(Description of the task): The lines to reproduce run from the one containing "Practice task. Find the carriage window" through the end of the records below. Reproduce them exactly and add nothing.

(Given records):
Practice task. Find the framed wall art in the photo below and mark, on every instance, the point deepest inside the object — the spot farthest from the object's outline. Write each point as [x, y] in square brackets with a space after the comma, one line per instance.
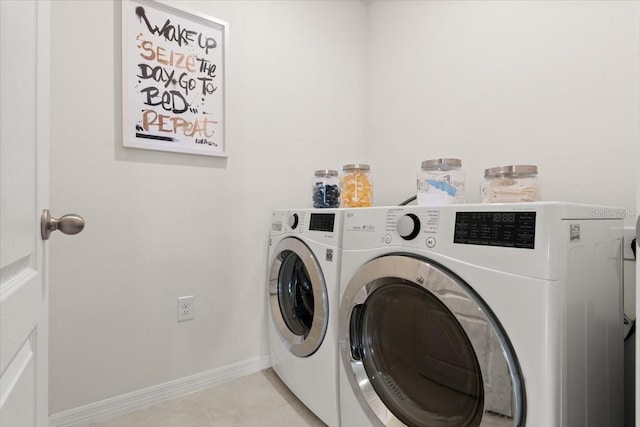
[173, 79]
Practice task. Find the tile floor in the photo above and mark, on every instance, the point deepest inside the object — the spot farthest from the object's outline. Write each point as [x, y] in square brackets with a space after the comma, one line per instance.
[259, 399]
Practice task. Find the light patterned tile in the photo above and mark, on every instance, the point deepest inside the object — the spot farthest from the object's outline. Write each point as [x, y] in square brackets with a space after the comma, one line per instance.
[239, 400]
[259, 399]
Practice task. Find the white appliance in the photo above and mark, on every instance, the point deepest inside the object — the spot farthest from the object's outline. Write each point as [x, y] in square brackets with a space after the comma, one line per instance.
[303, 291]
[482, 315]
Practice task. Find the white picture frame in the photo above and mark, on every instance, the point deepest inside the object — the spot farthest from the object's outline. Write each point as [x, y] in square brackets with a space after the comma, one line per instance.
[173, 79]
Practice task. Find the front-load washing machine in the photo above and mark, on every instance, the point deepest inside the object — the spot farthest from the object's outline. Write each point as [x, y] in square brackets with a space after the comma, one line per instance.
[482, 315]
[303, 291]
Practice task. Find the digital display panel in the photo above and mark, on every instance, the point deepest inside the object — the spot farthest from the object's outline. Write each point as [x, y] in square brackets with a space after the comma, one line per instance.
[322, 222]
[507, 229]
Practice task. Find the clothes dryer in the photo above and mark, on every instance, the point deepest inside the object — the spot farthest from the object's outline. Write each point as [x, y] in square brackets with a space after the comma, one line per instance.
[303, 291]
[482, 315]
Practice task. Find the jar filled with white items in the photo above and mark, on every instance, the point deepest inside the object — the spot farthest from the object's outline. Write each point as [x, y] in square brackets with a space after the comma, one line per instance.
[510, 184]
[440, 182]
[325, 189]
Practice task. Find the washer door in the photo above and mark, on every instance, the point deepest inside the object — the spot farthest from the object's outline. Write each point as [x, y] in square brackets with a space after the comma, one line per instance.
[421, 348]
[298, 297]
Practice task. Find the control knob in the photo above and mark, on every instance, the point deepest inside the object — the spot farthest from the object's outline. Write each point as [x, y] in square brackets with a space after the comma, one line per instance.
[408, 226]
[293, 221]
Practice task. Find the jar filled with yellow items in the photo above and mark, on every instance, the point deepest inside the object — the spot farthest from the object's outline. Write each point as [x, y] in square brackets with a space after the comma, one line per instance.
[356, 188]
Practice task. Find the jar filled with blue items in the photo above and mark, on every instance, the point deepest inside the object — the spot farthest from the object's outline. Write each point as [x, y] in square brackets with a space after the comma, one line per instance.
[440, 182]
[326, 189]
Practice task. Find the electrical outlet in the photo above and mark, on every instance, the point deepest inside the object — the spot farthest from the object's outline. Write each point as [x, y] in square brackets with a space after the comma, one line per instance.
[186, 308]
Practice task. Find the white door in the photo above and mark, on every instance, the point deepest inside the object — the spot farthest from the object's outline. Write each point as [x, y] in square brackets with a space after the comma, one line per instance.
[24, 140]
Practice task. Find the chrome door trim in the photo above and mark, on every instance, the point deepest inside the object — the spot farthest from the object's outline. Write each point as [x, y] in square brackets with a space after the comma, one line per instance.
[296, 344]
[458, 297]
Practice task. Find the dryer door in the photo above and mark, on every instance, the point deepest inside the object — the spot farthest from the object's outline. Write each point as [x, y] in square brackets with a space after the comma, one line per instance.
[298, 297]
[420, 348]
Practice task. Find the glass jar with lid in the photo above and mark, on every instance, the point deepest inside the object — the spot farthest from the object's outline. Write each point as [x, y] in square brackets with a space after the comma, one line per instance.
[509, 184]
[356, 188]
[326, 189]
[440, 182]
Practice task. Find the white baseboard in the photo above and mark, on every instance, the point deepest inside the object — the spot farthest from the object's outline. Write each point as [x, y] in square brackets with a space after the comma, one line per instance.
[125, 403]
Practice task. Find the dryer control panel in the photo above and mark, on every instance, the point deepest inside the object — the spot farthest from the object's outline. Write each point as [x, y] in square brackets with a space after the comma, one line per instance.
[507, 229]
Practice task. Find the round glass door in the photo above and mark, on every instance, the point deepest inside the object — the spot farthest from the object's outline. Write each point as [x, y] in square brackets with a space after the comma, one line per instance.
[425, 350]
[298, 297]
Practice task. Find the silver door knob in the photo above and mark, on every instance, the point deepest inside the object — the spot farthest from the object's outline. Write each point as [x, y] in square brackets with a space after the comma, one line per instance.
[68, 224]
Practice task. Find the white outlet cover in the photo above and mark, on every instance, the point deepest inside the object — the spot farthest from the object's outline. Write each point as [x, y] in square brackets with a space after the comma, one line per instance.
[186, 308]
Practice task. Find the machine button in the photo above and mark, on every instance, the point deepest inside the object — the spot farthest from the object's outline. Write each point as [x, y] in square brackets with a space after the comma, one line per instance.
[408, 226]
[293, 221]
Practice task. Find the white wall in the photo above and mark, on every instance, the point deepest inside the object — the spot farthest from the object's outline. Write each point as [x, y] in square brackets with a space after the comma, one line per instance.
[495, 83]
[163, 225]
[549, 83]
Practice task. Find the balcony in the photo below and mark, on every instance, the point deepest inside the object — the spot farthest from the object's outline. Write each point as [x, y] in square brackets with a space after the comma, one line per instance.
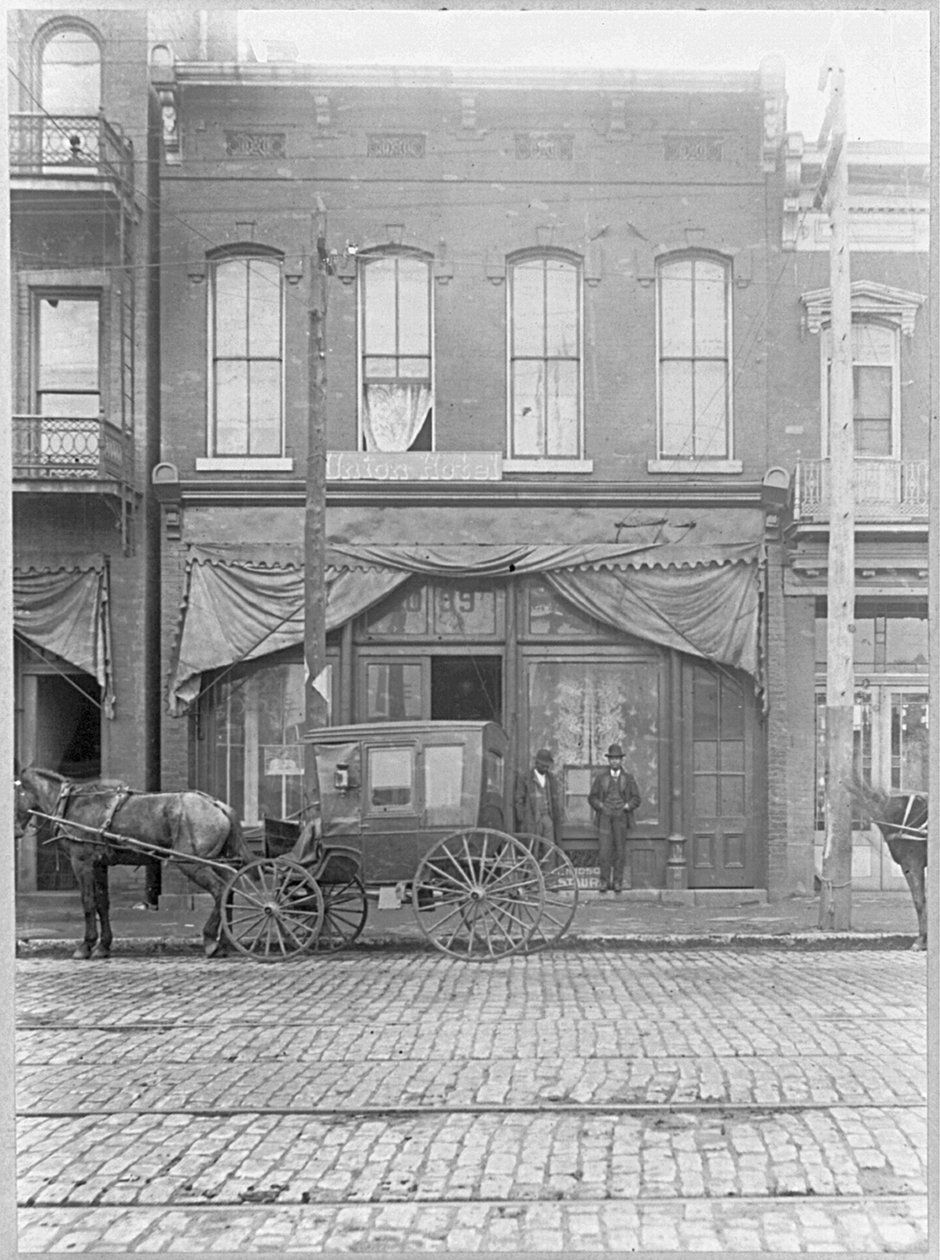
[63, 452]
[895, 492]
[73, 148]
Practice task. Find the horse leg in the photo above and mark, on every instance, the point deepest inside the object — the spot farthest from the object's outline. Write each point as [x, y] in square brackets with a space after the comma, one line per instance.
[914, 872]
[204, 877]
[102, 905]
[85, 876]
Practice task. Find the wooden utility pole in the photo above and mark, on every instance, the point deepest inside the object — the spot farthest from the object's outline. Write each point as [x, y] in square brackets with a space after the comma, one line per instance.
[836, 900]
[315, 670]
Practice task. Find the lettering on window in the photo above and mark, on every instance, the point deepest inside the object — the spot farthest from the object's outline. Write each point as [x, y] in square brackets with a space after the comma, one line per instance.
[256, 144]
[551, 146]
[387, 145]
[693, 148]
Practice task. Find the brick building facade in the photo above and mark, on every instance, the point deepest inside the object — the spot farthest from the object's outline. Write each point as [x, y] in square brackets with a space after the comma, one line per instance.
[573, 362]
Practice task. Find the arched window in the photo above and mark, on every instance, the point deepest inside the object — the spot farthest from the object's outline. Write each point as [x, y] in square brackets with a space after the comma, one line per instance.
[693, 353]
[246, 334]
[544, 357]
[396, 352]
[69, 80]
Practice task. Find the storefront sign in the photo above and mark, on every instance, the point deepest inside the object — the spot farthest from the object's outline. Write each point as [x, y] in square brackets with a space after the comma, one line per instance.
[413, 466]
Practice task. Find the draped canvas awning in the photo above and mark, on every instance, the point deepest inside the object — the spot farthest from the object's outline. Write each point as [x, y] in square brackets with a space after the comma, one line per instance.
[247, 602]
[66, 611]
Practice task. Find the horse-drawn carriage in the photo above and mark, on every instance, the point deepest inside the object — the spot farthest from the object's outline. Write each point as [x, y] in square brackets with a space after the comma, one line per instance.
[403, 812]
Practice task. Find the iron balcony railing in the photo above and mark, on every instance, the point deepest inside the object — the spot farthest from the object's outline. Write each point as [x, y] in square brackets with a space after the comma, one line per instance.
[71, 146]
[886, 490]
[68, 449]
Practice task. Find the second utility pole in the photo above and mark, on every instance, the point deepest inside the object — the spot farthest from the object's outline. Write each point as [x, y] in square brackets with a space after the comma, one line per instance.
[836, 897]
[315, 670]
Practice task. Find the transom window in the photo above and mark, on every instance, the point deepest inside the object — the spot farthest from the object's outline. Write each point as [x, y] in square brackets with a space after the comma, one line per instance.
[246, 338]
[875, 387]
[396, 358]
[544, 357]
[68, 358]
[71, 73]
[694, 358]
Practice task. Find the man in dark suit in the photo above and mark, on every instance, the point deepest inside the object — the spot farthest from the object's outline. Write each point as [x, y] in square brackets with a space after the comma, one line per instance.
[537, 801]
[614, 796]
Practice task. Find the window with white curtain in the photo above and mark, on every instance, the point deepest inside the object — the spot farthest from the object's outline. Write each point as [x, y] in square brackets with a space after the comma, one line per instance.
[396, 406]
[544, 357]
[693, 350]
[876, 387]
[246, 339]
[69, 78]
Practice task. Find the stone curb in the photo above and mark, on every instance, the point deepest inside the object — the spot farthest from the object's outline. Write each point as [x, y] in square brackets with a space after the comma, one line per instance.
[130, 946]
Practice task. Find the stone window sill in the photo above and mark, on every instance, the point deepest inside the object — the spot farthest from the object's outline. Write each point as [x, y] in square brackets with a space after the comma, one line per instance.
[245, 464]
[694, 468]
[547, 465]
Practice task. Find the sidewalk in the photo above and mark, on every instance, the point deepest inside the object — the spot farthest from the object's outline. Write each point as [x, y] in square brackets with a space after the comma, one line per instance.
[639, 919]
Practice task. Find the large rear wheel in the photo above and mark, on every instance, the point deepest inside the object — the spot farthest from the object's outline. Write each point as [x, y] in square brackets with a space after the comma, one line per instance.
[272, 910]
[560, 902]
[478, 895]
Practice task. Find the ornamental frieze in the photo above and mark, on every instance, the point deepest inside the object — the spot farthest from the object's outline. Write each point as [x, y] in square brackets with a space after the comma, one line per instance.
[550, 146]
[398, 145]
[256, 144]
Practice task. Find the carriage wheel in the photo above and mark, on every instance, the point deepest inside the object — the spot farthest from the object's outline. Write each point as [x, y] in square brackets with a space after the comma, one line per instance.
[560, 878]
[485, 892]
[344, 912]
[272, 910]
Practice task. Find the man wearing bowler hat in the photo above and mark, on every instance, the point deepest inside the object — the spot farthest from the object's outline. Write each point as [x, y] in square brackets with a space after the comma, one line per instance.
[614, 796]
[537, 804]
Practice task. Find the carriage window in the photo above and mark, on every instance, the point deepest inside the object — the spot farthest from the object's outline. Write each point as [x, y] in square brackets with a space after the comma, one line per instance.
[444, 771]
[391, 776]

(Answer):
Practice task. Find the carriage window in the photo above and mark, on every instance, the point deepest inside the object — the spot farthest from the object's outline. Write each point as [x, y] in square brackets with a space after the comma, one line per instance.
[444, 771]
[391, 776]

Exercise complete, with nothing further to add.